EXERCISE BRIEF
Could you edit the entries from their first line through the line containing "M400 211L400 155L387" by putting "distinct pieces" in place of "separate parts", and return those lines with nothing else changed?

AVAILABLE DATA
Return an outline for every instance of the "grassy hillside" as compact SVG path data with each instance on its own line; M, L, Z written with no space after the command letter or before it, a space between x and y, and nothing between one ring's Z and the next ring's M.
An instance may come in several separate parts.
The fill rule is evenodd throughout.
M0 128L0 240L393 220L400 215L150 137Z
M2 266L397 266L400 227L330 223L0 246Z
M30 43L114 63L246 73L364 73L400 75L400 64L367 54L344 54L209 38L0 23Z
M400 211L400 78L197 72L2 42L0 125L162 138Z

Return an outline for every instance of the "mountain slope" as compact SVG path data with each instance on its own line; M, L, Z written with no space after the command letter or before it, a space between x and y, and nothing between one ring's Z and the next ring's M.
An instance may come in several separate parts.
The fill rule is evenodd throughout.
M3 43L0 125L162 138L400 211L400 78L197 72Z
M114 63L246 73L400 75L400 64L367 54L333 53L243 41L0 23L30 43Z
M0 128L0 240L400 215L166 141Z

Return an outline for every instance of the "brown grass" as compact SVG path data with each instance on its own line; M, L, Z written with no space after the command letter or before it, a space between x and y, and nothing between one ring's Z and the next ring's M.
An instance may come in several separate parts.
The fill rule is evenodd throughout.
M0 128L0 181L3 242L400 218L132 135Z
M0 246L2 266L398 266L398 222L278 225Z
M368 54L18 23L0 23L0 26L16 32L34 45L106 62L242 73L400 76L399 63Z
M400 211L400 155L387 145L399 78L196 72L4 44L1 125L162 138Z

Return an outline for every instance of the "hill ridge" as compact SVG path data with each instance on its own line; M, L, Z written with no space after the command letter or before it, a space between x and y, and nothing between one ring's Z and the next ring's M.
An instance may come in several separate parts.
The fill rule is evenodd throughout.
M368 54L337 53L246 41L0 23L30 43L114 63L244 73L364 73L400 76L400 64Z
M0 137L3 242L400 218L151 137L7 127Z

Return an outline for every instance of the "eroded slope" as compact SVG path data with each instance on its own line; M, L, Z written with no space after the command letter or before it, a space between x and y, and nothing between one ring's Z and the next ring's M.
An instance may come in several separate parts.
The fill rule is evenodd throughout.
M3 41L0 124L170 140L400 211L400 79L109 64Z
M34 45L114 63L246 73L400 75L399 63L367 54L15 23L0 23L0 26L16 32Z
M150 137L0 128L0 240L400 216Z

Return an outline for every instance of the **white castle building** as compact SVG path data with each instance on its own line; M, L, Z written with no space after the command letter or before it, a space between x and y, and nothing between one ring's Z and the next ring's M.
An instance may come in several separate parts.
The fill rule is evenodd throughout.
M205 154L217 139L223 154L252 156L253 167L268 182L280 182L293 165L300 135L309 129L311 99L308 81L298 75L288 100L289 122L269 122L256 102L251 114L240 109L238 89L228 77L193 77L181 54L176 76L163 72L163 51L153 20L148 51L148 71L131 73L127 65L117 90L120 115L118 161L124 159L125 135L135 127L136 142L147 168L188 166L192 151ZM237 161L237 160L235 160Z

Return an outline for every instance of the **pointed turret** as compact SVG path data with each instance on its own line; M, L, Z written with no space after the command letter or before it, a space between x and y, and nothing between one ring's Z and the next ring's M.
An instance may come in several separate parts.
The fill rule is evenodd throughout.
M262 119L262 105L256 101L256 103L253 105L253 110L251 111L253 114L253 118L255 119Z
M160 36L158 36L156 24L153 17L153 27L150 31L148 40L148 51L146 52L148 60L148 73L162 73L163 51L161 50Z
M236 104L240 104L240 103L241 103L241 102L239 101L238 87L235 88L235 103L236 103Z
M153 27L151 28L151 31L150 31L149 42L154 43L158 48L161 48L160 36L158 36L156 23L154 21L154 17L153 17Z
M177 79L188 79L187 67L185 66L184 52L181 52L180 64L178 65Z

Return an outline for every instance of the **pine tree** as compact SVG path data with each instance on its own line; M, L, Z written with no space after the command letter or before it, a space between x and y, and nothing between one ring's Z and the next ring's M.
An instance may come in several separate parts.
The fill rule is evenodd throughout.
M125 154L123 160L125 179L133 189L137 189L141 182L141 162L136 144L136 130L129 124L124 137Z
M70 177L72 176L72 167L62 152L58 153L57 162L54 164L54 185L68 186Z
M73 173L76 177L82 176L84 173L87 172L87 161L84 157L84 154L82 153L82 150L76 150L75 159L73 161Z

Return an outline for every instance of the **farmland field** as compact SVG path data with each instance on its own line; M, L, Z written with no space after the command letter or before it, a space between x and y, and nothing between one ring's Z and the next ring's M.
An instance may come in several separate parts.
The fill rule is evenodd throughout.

TASK SOLUTION
Return an outline for every instance of the "grassy hillside" as compact SVG path data with each instance on its own line; M, L, Z written with no space after the command letter or before it, a space between x and y, and nothing between one ring's Z and the next ring's M.
An instance may come in several distinct pieces.
The fill rule is evenodd throughout.
M0 128L0 240L393 220L400 215L150 137Z
M2 266L397 266L400 227L330 223L0 246Z
M30 43L114 63L246 73L364 73L400 75L400 64L367 54L344 54L209 38L0 23Z
M400 211L400 78L197 72L2 42L0 125L162 138Z

Return an outline for every instance of the "mountain slope" as compact SVG path data with each instance on its own line; M, L, Z written with no space after the command letter or before it, a space between x and y, and nothing between one ring's Z and the next ring's M.
An instance may come in several distinct pieces.
The fill rule is evenodd throughout.
M3 43L0 125L162 138L400 211L400 78L197 72Z
M114 63L246 73L400 75L400 64L367 54L333 53L243 41L0 23L30 43Z
M0 128L0 240L400 215L166 141Z

Return an outline for every instance of the "brown grass" as compact SVG path data with each instance on its own line; M, L, Z written with no space after the command letter or before it, a space between x and y, and nothing between one ring's Z and the next ring's M.
An instance may come in several distinct pieces.
The fill rule is evenodd throughout.
M0 128L0 181L3 242L400 218L132 135Z
M0 246L2 266L398 266L398 222L278 225Z
M368 54L18 23L0 23L0 26L16 32L34 45L106 62L242 73L400 76L399 63Z
M400 211L400 155L387 145L399 78L196 72L4 44L1 125L162 138Z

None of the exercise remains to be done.